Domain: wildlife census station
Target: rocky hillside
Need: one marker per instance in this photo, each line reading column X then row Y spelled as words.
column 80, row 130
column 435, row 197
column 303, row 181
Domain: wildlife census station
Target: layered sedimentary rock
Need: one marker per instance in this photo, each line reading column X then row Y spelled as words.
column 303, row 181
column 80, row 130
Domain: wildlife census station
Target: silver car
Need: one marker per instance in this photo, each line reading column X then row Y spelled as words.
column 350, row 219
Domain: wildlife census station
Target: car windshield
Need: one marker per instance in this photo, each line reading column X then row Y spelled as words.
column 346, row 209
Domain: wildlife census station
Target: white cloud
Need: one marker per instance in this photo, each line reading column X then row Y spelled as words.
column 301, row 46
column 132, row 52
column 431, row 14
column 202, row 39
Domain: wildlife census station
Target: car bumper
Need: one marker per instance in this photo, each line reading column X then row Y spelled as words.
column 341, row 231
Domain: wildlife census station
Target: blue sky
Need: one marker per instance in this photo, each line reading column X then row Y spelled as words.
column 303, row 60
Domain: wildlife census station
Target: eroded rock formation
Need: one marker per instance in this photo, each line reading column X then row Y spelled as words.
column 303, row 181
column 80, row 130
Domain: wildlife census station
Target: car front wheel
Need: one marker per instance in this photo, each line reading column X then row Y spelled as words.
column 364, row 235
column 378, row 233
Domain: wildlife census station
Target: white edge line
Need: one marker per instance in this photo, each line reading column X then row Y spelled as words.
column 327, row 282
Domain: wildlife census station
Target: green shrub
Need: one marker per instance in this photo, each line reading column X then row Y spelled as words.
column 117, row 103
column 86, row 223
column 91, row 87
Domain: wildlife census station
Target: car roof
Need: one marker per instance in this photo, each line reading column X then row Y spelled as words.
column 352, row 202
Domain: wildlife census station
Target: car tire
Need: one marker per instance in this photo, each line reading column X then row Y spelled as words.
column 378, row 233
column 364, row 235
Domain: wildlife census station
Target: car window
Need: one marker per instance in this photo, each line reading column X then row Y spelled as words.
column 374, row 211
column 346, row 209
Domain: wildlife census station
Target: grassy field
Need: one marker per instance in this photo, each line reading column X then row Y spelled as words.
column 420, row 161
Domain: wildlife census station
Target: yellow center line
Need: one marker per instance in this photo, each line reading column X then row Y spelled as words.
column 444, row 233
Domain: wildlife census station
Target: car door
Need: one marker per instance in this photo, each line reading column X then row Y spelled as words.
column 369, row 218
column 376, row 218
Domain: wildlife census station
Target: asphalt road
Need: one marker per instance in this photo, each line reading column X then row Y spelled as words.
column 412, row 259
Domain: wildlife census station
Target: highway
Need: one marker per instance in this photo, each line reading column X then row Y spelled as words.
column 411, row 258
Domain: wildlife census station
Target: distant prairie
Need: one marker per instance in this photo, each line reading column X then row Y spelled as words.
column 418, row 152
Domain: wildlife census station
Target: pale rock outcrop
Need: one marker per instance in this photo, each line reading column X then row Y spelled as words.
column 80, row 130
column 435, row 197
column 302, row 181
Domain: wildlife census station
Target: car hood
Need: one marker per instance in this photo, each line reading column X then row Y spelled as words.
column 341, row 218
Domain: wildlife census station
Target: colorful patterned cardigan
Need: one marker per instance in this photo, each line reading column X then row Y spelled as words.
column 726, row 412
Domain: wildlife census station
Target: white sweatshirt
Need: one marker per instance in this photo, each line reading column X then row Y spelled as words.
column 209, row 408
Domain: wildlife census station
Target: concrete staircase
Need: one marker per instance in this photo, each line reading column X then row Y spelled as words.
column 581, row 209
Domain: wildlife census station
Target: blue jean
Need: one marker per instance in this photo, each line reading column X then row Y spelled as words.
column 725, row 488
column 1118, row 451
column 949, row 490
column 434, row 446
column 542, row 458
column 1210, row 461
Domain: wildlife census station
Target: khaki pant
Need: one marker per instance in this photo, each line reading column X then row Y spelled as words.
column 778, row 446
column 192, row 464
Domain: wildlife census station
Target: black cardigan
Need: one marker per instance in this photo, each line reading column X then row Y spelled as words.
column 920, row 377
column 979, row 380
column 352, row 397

----

# REQUIRED TASK
Arrange the records as a numbered list, leaving out blank lines, from the start of the records through the line that contains "column 327, row 282", inclusive.

# RESPONSE BELOW
1. Domain: wildlife census station
2. Target: rocky hillside
3. Need: one marker per instance in this photo, each line reading column X then row Y spelled as words.
4. column 80, row 130
5. column 435, row 197
6. column 303, row 181
7. Domain: wildlife census station
8. Target: layered sedimentary rock
9. Need: one marker per instance in this photo, each line reading column X then row Y spelled as words.
10. column 303, row 181
11. column 80, row 130
12. Domain: wildlife census station
13. Target: silver car
14. Need: one marker per instance in this photo, each line reading column X then row Y spelled as words.
15. column 350, row 219
16. Domain: wildlife census station
17. Target: car windshield
18. Need: one marker per instance in this photo, each line reading column X then row Y spelled as words.
19. column 346, row 209
20. Domain: wildlife census station
21. Target: white cloud
22. Need: one marker per instance in this photo, each line reading column X then row Y spelled as words.
23. column 301, row 46
24. column 132, row 52
25. column 431, row 14
26. column 202, row 39
27. Domain: wildlife census station
28. Target: car bumper
29. Need: one marker per instance in this photo, each line reading column X then row Y spelled as words.
30. column 341, row 231
31. Domain: wildlife census station
32. Target: blue sky
33. Need: one marker per instance in this photo, each line reading column X then row Y spelled as words.
34. column 303, row 60
35. Domain: wildlife census station
36. Target: eroded rock formation
37. Need: one marker per instance in this photo, each line reading column X then row Y spelled as words.
38. column 303, row 181
39. column 80, row 130
40. Domain: wildlife census station
41. Target: car front wheel
42. Need: one marker per instance in this photo, each line reading column X then row Y spelled as words.
43. column 364, row 235
44. column 378, row 233
45. Domain: wildlife census station
46. Target: white edge line
47. Need: one marker per instance in this photo, each line reading column X then row Y spelled as words.
48. column 327, row 282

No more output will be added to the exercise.